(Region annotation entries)
==================================================

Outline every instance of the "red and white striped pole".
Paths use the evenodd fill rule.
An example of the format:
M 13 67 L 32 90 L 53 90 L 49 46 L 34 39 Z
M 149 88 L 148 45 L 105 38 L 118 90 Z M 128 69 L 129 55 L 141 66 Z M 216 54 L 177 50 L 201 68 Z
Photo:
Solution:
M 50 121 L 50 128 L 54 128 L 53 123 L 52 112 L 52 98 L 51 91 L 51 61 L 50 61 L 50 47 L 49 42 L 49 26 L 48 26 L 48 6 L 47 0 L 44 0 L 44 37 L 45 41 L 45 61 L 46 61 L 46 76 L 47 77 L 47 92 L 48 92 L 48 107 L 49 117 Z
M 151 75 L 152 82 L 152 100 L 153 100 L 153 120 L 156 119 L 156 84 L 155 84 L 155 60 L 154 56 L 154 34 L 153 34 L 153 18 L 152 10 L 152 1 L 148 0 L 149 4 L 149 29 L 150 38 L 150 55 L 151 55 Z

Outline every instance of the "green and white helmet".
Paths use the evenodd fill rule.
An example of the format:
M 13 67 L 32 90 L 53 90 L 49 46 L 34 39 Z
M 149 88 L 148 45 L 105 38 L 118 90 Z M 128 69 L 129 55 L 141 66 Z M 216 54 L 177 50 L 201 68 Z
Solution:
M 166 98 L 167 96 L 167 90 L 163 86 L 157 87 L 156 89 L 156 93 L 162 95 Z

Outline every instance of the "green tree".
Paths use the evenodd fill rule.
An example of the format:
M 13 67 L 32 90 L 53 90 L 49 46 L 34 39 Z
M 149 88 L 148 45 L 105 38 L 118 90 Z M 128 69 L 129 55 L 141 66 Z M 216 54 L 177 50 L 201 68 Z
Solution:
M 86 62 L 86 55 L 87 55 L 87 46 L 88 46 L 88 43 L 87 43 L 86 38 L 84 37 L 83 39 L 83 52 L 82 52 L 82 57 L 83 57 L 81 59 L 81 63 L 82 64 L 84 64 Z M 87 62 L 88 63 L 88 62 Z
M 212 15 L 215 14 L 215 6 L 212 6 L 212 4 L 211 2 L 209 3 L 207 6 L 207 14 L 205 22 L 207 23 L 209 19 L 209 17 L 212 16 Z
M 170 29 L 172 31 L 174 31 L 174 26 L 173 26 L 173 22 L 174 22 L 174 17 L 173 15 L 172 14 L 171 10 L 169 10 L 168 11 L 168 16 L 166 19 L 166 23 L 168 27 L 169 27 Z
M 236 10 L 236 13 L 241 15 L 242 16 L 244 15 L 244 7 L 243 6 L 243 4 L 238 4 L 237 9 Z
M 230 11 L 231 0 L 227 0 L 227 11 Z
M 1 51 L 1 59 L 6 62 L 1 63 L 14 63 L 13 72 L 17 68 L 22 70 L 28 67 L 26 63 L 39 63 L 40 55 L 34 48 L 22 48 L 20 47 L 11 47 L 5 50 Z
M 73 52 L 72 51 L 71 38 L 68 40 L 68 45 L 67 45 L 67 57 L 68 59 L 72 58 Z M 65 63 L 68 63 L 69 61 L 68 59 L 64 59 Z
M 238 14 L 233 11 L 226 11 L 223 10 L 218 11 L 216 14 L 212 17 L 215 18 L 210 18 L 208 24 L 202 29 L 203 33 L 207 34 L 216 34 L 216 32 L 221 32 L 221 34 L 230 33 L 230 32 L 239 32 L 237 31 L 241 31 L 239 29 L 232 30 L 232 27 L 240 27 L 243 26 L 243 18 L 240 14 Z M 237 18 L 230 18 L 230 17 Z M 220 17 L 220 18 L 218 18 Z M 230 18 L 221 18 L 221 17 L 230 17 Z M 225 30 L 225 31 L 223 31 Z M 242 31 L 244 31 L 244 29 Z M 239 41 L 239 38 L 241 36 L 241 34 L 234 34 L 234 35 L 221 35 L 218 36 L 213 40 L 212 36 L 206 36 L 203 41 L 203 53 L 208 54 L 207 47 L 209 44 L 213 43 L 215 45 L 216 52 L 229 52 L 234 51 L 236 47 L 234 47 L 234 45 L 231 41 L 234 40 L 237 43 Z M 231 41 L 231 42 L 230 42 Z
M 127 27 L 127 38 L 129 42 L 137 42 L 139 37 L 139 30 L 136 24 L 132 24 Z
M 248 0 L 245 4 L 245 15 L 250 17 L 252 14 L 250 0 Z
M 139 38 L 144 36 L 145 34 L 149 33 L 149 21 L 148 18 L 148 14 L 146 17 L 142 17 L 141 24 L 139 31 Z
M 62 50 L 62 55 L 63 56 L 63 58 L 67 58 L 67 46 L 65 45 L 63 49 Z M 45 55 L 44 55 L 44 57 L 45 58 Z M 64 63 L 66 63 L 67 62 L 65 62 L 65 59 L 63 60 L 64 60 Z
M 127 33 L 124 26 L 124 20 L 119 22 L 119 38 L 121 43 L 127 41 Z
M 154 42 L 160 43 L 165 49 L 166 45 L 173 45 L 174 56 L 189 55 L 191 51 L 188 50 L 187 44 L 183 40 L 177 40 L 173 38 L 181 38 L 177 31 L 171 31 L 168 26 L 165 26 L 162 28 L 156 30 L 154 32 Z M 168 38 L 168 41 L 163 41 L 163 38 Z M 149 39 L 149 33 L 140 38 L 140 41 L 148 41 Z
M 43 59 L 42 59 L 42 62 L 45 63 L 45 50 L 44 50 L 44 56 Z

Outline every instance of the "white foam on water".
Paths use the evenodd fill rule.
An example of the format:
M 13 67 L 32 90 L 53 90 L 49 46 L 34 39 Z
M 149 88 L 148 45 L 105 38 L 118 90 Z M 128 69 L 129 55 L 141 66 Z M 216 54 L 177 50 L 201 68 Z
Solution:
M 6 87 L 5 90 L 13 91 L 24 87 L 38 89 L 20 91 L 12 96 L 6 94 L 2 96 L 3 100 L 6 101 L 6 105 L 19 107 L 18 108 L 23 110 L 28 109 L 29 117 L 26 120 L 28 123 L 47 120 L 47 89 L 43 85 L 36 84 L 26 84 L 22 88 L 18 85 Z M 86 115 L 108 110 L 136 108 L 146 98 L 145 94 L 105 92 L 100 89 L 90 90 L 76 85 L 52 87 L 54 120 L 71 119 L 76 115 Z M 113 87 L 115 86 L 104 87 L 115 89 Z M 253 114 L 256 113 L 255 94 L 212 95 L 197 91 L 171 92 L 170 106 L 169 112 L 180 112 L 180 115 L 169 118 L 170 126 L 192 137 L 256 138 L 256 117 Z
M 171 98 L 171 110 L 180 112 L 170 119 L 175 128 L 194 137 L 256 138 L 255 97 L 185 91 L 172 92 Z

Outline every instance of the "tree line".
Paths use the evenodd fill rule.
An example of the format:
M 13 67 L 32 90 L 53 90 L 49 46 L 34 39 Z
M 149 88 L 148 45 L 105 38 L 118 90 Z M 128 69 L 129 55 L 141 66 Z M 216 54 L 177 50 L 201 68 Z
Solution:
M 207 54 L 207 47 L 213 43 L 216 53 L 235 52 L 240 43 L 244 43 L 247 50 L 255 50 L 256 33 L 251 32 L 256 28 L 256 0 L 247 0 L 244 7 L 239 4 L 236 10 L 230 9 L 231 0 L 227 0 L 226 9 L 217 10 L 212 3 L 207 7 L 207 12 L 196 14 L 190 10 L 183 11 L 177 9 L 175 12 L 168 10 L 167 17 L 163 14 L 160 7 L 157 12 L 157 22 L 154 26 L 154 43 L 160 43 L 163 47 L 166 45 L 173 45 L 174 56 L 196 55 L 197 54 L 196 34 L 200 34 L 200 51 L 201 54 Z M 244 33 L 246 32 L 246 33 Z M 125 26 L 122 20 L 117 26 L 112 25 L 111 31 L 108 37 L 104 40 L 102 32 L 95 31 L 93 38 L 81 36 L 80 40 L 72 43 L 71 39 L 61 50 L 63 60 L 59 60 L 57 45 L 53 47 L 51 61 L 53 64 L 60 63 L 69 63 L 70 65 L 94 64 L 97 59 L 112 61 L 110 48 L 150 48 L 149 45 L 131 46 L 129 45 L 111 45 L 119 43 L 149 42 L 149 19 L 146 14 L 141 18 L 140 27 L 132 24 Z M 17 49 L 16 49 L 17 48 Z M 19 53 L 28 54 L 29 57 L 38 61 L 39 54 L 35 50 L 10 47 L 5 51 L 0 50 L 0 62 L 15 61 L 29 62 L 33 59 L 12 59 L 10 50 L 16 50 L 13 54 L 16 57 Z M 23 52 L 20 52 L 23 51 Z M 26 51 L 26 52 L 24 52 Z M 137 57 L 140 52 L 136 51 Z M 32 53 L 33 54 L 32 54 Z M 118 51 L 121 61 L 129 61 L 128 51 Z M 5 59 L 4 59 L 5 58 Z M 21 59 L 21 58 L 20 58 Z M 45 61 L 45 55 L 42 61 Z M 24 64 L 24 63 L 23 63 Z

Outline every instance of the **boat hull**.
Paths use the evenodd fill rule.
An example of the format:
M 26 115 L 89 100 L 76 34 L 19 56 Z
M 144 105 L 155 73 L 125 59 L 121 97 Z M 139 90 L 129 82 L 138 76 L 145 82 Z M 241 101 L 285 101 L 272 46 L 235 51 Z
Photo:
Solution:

==================================================

*CHALLENGE*
Reproduce the records word for word, from their first line through the line containing "M 151 75 L 152", with both ends included.

*RESPONSE*
Outline every instance of the "red and white striped pole".
Paths use the evenodd fill rule.
An example of the format:
M 13 67 L 32 90 L 53 90 L 49 46 L 34 39 Z
M 149 88 L 148 45 L 105 38 L 118 90 Z M 128 69 L 129 55 L 141 66 Z M 216 54 L 177 50 L 201 68 Z
Photo:
Solution:
M 50 121 L 50 128 L 54 128 L 53 123 L 52 112 L 52 98 L 51 91 L 51 61 L 50 61 L 50 47 L 49 42 L 49 26 L 48 26 L 48 6 L 47 0 L 44 0 L 44 37 L 45 41 L 45 61 L 46 61 L 46 76 L 47 77 L 47 92 L 48 92 L 48 107 L 49 117 Z
M 151 75 L 152 82 L 152 100 L 153 100 L 153 120 L 156 119 L 156 84 L 155 84 L 155 60 L 154 56 L 154 34 L 153 34 L 153 18 L 152 10 L 152 1 L 148 0 L 149 4 L 149 29 L 150 38 L 150 55 L 151 55 Z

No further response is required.